::: Records for processing :::

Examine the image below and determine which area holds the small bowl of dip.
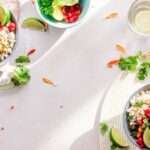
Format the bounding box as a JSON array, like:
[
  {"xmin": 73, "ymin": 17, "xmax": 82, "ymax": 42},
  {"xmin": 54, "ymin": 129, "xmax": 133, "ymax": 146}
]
[{"xmin": 128, "ymin": 0, "xmax": 150, "ymax": 36}]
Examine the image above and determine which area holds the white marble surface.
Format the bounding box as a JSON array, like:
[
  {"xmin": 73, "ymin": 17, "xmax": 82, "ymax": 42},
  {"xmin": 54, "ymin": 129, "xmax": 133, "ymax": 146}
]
[{"xmin": 0, "ymin": 0, "xmax": 150, "ymax": 150}]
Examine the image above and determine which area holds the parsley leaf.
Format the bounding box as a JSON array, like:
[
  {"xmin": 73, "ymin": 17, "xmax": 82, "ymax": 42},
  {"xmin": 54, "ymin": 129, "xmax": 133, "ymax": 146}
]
[
  {"xmin": 100, "ymin": 122, "xmax": 108, "ymax": 135},
  {"xmin": 40, "ymin": 0, "xmax": 54, "ymax": 16},
  {"xmin": 118, "ymin": 56, "xmax": 138, "ymax": 72},
  {"xmin": 138, "ymin": 62, "xmax": 150, "ymax": 80},
  {"xmin": 16, "ymin": 56, "xmax": 30, "ymax": 63},
  {"xmin": 133, "ymin": 101, "xmax": 144, "ymax": 108},
  {"xmin": 128, "ymin": 115, "xmax": 134, "ymax": 121}
]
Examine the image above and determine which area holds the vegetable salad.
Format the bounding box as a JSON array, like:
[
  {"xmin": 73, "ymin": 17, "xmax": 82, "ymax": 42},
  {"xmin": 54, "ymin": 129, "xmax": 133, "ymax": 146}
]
[
  {"xmin": 127, "ymin": 90, "xmax": 150, "ymax": 148},
  {"xmin": 40, "ymin": 0, "xmax": 82, "ymax": 23}
]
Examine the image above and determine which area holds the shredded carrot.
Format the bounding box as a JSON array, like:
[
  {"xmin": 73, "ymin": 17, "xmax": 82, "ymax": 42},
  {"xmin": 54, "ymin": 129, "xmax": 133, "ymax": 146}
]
[
  {"xmin": 116, "ymin": 44, "xmax": 126, "ymax": 53},
  {"xmin": 105, "ymin": 12, "xmax": 119, "ymax": 19},
  {"xmin": 42, "ymin": 77, "xmax": 55, "ymax": 85},
  {"xmin": 107, "ymin": 59, "xmax": 119, "ymax": 68}
]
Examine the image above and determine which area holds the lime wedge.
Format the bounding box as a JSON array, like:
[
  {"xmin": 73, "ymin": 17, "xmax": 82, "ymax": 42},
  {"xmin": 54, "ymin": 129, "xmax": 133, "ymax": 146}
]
[
  {"xmin": 0, "ymin": 5, "xmax": 11, "ymax": 25},
  {"xmin": 143, "ymin": 127, "xmax": 150, "ymax": 148},
  {"xmin": 109, "ymin": 128, "xmax": 128, "ymax": 148},
  {"xmin": 22, "ymin": 18, "xmax": 46, "ymax": 31},
  {"xmin": 52, "ymin": 6, "xmax": 64, "ymax": 21},
  {"xmin": 54, "ymin": 0, "xmax": 79, "ymax": 6},
  {"xmin": 135, "ymin": 10, "xmax": 150, "ymax": 32}
]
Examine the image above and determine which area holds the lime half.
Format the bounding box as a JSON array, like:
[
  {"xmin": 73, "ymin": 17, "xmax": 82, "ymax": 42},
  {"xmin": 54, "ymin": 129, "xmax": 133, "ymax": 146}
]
[
  {"xmin": 143, "ymin": 127, "xmax": 150, "ymax": 148},
  {"xmin": 0, "ymin": 5, "xmax": 10, "ymax": 25},
  {"xmin": 135, "ymin": 10, "xmax": 150, "ymax": 32},
  {"xmin": 22, "ymin": 18, "xmax": 46, "ymax": 31},
  {"xmin": 109, "ymin": 128, "xmax": 128, "ymax": 148}
]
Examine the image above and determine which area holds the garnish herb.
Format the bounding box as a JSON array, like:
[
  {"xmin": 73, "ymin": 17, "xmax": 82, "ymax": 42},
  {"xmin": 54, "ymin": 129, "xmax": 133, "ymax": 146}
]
[
  {"xmin": 138, "ymin": 62, "xmax": 150, "ymax": 80},
  {"xmin": 133, "ymin": 101, "xmax": 144, "ymax": 108},
  {"xmin": 100, "ymin": 122, "xmax": 108, "ymax": 135},
  {"xmin": 128, "ymin": 115, "xmax": 134, "ymax": 121},
  {"xmin": 111, "ymin": 144, "xmax": 118, "ymax": 150},
  {"xmin": 40, "ymin": 0, "xmax": 54, "ymax": 16},
  {"xmin": 116, "ymin": 44, "xmax": 126, "ymax": 53},
  {"xmin": 118, "ymin": 56, "xmax": 138, "ymax": 72},
  {"xmin": 16, "ymin": 56, "xmax": 30, "ymax": 63}
]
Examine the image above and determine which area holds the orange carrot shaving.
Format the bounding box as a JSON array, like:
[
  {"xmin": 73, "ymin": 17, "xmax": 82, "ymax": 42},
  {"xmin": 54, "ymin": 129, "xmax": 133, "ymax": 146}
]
[
  {"xmin": 32, "ymin": 0, "xmax": 35, "ymax": 4},
  {"xmin": 107, "ymin": 59, "xmax": 119, "ymax": 68},
  {"xmin": 105, "ymin": 12, "xmax": 119, "ymax": 19},
  {"xmin": 116, "ymin": 44, "xmax": 126, "ymax": 53},
  {"xmin": 42, "ymin": 77, "xmax": 55, "ymax": 85}
]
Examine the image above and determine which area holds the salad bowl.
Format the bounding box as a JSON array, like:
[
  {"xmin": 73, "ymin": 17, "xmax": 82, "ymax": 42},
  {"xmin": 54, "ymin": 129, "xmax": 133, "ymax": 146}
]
[
  {"xmin": 123, "ymin": 84, "xmax": 150, "ymax": 150},
  {"xmin": 0, "ymin": 11, "xmax": 19, "ymax": 67},
  {"xmin": 35, "ymin": 0, "xmax": 90, "ymax": 28}
]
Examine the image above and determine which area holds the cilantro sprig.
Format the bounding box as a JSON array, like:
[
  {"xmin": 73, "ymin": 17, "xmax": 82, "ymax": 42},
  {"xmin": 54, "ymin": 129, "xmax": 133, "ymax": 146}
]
[
  {"xmin": 100, "ymin": 122, "xmax": 108, "ymax": 135},
  {"xmin": 118, "ymin": 56, "xmax": 139, "ymax": 72},
  {"xmin": 40, "ymin": 0, "xmax": 54, "ymax": 16}
]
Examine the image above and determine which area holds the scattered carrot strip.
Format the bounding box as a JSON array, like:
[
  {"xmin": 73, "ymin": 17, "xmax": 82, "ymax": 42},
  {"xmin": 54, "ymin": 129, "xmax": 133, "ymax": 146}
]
[
  {"xmin": 105, "ymin": 12, "xmax": 119, "ymax": 19},
  {"xmin": 107, "ymin": 59, "xmax": 119, "ymax": 68},
  {"xmin": 27, "ymin": 49, "xmax": 36, "ymax": 56},
  {"xmin": 42, "ymin": 77, "xmax": 55, "ymax": 85},
  {"xmin": 116, "ymin": 44, "xmax": 126, "ymax": 53}
]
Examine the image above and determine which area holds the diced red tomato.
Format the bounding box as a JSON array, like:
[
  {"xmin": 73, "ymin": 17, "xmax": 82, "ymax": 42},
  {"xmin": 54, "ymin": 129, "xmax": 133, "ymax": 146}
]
[
  {"xmin": 144, "ymin": 109, "xmax": 150, "ymax": 119},
  {"xmin": 107, "ymin": 59, "xmax": 119, "ymax": 68},
  {"xmin": 136, "ymin": 137, "xmax": 145, "ymax": 148},
  {"xmin": 61, "ymin": 4, "xmax": 82, "ymax": 23},
  {"xmin": 0, "ymin": 24, "xmax": 3, "ymax": 31},
  {"xmin": 136, "ymin": 119, "xmax": 143, "ymax": 126},
  {"xmin": 8, "ymin": 22, "xmax": 16, "ymax": 31}
]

:::

Directions for this task:
Count how many lines of the records above contain the string "salad". Reply with that number alone.

The result:
2